## TEXTO SELECCIONADO
# drill-down



## Martin18

que significa


----------



## ILT

Hola Martin18, bienvenid@ al foro.

Para poderte ayudar, es necesario que nos des algo de contexto, en qué párrafo viste la frase, de qué tema estás hablando.

De entrada te puedo decir que drill es broca, taladrar, ensayo, y también perforar; y down puede ser abajo o puede ser pluma o vello o pelusa.

Saludos

ILT


----------



## rayb

I love translating said:
			
		

> Hola Martin18, bienvenid@ al foro.
> 
> Para poderte ayudar, es necesario que nos des algo de contexto, en qué párrafo viste la frase, de qué tema estás hablando.
> 
> De entrada te puedo decir que drill es broca, taladrar, ensayo, y también perforar; y down puede ser abajo o puede ser pluma o vello o pelusa.
> 
> Saludos
> 
> ILT


 
Laura, creo que "drill down" no tiene nada que ver con broca. En efecto, "drill down" es una técnica de resoluciòn de problemas consistente en subdividir el problema en subconjuntos cada uno de los cuales puede resolverse más fácilmente. Muchos softwares tienen funciones de navegación de tipo "drill down"; de lo general a lo particular. Por ejemplo, a través de un árbol jerárquico o utilizando marcadores ("tags") que crean "links". En general se utiliza el término en inglés. Si fuese indispensable utilizar una traducción al español yo me la jugaría por "navegación o búsqueda inteligente o asistida".


----------



## ILT

Hola rayb, lo que expones suena lógico, esperemos que el tema que martin18 tiene entre manos sea de computación.  De cualquier manera yo hoy aprendí algo nuevo.

## SECCIÓN DE DATOS
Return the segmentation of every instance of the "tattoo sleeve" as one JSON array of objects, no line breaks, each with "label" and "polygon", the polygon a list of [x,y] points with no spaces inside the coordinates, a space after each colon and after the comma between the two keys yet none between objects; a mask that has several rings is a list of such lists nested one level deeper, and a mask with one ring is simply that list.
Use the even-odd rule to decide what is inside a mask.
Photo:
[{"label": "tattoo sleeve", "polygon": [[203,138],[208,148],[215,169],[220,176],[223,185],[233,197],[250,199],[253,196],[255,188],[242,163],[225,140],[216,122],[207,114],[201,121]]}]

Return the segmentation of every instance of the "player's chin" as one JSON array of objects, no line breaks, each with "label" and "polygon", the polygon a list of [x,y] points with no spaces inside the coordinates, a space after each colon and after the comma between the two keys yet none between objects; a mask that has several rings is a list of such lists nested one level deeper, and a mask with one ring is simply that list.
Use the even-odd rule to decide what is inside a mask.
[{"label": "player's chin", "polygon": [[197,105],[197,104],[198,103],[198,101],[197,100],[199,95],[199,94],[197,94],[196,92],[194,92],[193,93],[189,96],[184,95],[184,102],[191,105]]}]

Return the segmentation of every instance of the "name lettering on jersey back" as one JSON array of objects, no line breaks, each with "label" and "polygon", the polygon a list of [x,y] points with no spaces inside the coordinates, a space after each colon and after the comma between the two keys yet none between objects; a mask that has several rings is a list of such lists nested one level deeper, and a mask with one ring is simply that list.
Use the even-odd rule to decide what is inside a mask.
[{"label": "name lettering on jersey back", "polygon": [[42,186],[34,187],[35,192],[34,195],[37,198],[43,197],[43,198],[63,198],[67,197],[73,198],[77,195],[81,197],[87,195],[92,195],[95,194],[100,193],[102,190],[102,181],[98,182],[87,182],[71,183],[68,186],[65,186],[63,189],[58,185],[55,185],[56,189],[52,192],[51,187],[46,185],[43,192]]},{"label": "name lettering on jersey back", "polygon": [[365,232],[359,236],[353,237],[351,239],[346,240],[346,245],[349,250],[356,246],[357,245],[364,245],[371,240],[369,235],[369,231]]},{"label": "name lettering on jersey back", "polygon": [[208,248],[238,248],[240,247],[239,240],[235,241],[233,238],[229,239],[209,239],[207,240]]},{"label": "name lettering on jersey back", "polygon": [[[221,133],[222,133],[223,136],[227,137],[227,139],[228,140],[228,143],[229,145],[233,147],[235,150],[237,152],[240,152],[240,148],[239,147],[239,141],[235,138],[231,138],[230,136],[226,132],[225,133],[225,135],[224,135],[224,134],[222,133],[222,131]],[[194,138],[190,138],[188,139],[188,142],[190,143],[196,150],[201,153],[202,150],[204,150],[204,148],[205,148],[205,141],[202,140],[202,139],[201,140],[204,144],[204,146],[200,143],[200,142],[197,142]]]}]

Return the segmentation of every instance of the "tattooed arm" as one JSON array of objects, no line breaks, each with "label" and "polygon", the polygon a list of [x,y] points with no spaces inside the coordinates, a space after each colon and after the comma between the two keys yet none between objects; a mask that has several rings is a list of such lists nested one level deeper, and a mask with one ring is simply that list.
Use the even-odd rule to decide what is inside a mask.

## TAREA 1
Resume en tres oraciones el hilo sobre «drill-down».
## TAREA 2
Reanuda el hilo sobre «drill-down» a partir de su último mensaje.
Los registros no tienen relación con el hilo sobre «drill-down».

## RESULTADO 1
Martin18 pregunta qué significa «drill-down», e ILT le pide contexto y le ofrece posibles traducciones de «drill» y de «down» por separado. rayb explica que se trata de una técnica de resolución de problemas que consiste en subdividir el problema en subconjuntos más fáciles de resolver, presente en la navegación de muchos programas de lo general a lo particular, y propone traducirlo como «navegación o búsqueda inteligente o asistida». ILT considera lógica esa explicación, espera que el tema de Martin18 sea de computación y afirma haber aprendido algo nuevo.

## RESULTADO 2
Saludos

ILT

P.D. No soy Laura


----------



## rayb

I love translating said:
			
		

> Hola rayb, lo que expones suena lógico, esperemos que el tema que martin18 tiene entre manos sea de computación. De cualquier manera yo hoy aprendí algo nuevo.
> 
> Saludos
> 
> ILT
> 
> P.D. No soy Laura


 
Sorry ILT, quizás en quién estaba pensando.  

Con todo, "drow down" no es sólo de computación, sino que más genéricamente de resolución de problemas. También existe "draw up".


----------



## Fernando

Yo lo he visto como la posibilidad de hacer un desglose de información haciendo un "click" en un dato agregado, lo que entiendo que sería compatible con la interpretación general que se ha dado más arriba (rayb). Así que sería "navegación" o, en mi acepción particular, "desglose".


----------



## cuchuflete

Ofrezco una posibilidad: desagrupación. Pongo unas definiciones en inglés por si acaso...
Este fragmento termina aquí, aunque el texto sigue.